> [Texto proporcionado]
::::::::::

A partir de mi experiencia de investigación en contextos tanto rurales como urbanos (Bertely, 1998, 2000), quienes sostenemos que la libertad, el compartir, la cooperación y la concelebración son algunos valores positivos relacionados con la calidad de vida de las familias y comunidades indígenas somos tachados de “esencialistas que buscan el retorno del buen salvaje”. Esto ocurre aun cuando estos valores son observables no sólo en el México profundo que prima aún en las grandes ciudades (Bonfil, 1990), sino en las prácticas cotidianas de las familias y comunidades campesinas y, sobre todo, en el valor relativo asignado al dinero y al ingreso económico. Como sostuvo una profesora indígena que cursa los diplomados sobre el método inductivo intercultural en el estado de Puebla:
El valor dado al dinero depende del grado de aculturación. Si estoy muy aculturado pienso que estudiar me ayudará a acumular dinero para ser alguien en la vida. En cambio, cuando es más importante nuestra Madre Tierra que el dinero, se siente en nosotros la fuerza de la endoculturación, la comunidad y la familia (intervención, Juanita Noriega, Tehuacán, Puebla, abril de 2015).

::::::::::

> [Material almacenado]

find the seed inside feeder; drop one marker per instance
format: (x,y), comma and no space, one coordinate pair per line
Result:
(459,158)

::::::::::

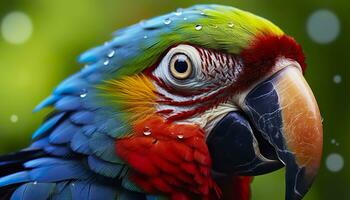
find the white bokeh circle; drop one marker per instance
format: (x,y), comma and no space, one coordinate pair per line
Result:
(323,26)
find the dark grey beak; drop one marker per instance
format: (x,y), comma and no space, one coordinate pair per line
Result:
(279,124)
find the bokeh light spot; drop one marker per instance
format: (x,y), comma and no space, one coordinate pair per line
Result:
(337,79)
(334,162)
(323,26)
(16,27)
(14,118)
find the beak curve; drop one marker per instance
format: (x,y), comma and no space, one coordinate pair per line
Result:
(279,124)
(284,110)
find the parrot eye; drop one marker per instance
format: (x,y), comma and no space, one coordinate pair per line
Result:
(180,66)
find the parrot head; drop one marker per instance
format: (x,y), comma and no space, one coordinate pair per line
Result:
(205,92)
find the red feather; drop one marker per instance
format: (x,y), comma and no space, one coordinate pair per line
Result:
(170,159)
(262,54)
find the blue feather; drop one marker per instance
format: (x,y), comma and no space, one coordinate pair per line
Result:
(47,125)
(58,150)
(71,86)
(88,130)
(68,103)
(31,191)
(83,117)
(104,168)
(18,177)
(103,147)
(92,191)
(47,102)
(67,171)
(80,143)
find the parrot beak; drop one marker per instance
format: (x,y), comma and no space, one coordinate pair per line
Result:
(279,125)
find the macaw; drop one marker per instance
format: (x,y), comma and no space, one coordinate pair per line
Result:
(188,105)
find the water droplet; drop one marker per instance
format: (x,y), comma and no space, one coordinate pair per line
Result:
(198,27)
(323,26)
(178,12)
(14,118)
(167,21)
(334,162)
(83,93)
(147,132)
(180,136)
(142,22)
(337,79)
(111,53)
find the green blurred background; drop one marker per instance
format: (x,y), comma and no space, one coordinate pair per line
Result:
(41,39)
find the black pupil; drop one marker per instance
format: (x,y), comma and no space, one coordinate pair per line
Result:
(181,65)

::::::::::

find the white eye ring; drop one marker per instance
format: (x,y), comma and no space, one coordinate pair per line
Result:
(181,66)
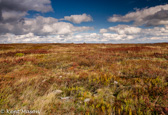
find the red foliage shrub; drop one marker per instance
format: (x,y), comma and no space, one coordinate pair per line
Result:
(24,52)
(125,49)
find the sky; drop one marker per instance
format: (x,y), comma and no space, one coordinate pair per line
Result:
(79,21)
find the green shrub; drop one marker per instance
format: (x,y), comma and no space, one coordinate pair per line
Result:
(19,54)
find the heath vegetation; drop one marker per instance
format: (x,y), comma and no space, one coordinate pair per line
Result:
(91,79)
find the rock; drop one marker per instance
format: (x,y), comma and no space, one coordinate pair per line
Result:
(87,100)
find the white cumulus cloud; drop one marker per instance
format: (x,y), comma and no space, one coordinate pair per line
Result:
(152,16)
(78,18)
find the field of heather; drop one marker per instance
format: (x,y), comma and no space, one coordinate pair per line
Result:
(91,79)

::::::::::

> [Consigna escrita]
¿Coinciden con el texto proporcionado las afirmaciones siguientes? Contesta sí o no a cada una y cita literalmente las palabras del texto que lo deciden.
(a) La investigación mencionada se hizo solo en contextos rurales.
(b) La profesora citada cursa diplomados en el estado de Puebla.
(c) Según la profesora, quien está muy aculturado piensa que estudiar le ayudará a acumular dinero.

> [Respuesta esperada]
(a) No: "en contextos tanto rurales como urbanos".
(b) Sí: "una profesora indígena que cursa los diplomados sobre el método inductivo intercultural en el estado de Puebla".
(c) Sí: "Si estoy muy aculturado pienso que estudiar me ayudará a acumular dinero para ser alguien en la vida".